>>>>>

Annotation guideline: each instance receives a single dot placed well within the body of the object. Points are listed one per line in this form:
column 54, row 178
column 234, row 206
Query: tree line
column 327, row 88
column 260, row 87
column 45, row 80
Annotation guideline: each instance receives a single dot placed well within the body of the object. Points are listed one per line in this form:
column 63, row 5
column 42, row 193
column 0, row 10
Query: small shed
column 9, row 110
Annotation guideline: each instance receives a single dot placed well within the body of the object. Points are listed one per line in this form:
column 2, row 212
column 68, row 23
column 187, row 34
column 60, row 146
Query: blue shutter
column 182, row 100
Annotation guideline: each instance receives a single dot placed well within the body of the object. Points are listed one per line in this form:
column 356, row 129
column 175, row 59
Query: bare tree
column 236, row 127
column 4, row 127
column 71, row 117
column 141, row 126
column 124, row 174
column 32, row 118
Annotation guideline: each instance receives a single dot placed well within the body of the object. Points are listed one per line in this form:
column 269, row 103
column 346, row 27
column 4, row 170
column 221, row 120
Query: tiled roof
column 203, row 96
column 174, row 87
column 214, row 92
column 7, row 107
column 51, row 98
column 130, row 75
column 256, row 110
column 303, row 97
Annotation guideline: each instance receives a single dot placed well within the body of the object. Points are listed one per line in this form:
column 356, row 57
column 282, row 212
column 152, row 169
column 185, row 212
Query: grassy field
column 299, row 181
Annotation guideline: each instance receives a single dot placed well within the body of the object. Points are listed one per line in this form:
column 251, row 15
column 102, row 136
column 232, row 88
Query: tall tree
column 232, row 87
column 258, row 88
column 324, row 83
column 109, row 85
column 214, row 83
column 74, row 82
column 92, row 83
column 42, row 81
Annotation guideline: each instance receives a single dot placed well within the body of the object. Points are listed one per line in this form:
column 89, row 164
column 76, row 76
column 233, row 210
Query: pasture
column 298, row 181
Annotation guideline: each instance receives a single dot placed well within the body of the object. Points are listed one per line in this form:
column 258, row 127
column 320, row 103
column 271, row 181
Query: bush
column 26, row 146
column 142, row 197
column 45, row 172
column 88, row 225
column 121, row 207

<<<<<

**About this task**
A complete and exact repetition of the entries is required.

**Answer space**
Annotation guideline: each instance receives a single dot placed well within the body of the object. Points are listed one per line in this form:
column 54, row 178
column 234, row 206
Query: tree line
column 327, row 88
column 260, row 87
column 45, row 80
Annotation guideline: each instance receives a single dot placed well within the body of the object. Points are listed one per line in this form:
column 63, row 5
column 42, row 193
column 0, row 10
Query: small shed
column 9, row 110
Annotation guideline: each instance receives a single dot placed well within the body of the object. Points are listed one per line in this form:
column 2, row 212
column 68, row 23
column 187, row 34
column 60, row 146
Query: blue shutter
column 182, row 100
Annotation guideline: each instance receives a single dot placed well within the body of the object. Points are listed one per line in this form:
column 356, row 129
column 175, row 59
Query: bare tree
column 236, row 127
column 4, row 127
column 71, row 117
column 141, row 126
column 124, row 174
column 32, row 118
Annotation guideline: each instance receives a single dot placed well within the body of the object. Points are listed one per line in this form:
column 269, row 103
column 346, row 27
column 4, row 170
column 221, row 120
Query: tiled roof
column 203, row 96
column 174, row 87
column 214, row 92
column 7, row 107
column 51, row 98
column 130, row 75
column 256, row 110
column 303, row 97
Annotation guideline: each instance receives a single dot placed well within the body of the object. Points are listed one per line in this form:
column 356, row 57
column 282, row 212
column 152, row 169
column 185, row 212
Query: grassy field
column 299, row 181
Annotation guideline: each instance receives a single dot placed well within the body of the object. Points are listed one per line in this form:
column 251, row 15
column 102, row 136
column 232, row 88
Query: tall tree
column 232, row 87
column 258, row 88
column 324, row 83
column 109, row 85
column 214, row 83
column 74, row 82
column 92, row 83
column 42, row 81
Annotation guideline: each instance receives a single dot placed well within the body of the object. Points are listed one per line in this form:
column 89, row 164
column 76, row 76
column 233, row 210
Query: pasture
column 298, row 181
Annotation guideline: each instance receives a single dot placed well within the body of the object. Points are listed one per line in this form:
column 258, row 127
column 320, row 103
column 271, row 181
Query: bush
column 26, row 146
column 142, row 197
column 45, row 172
column 88, row 225
column 121, row 207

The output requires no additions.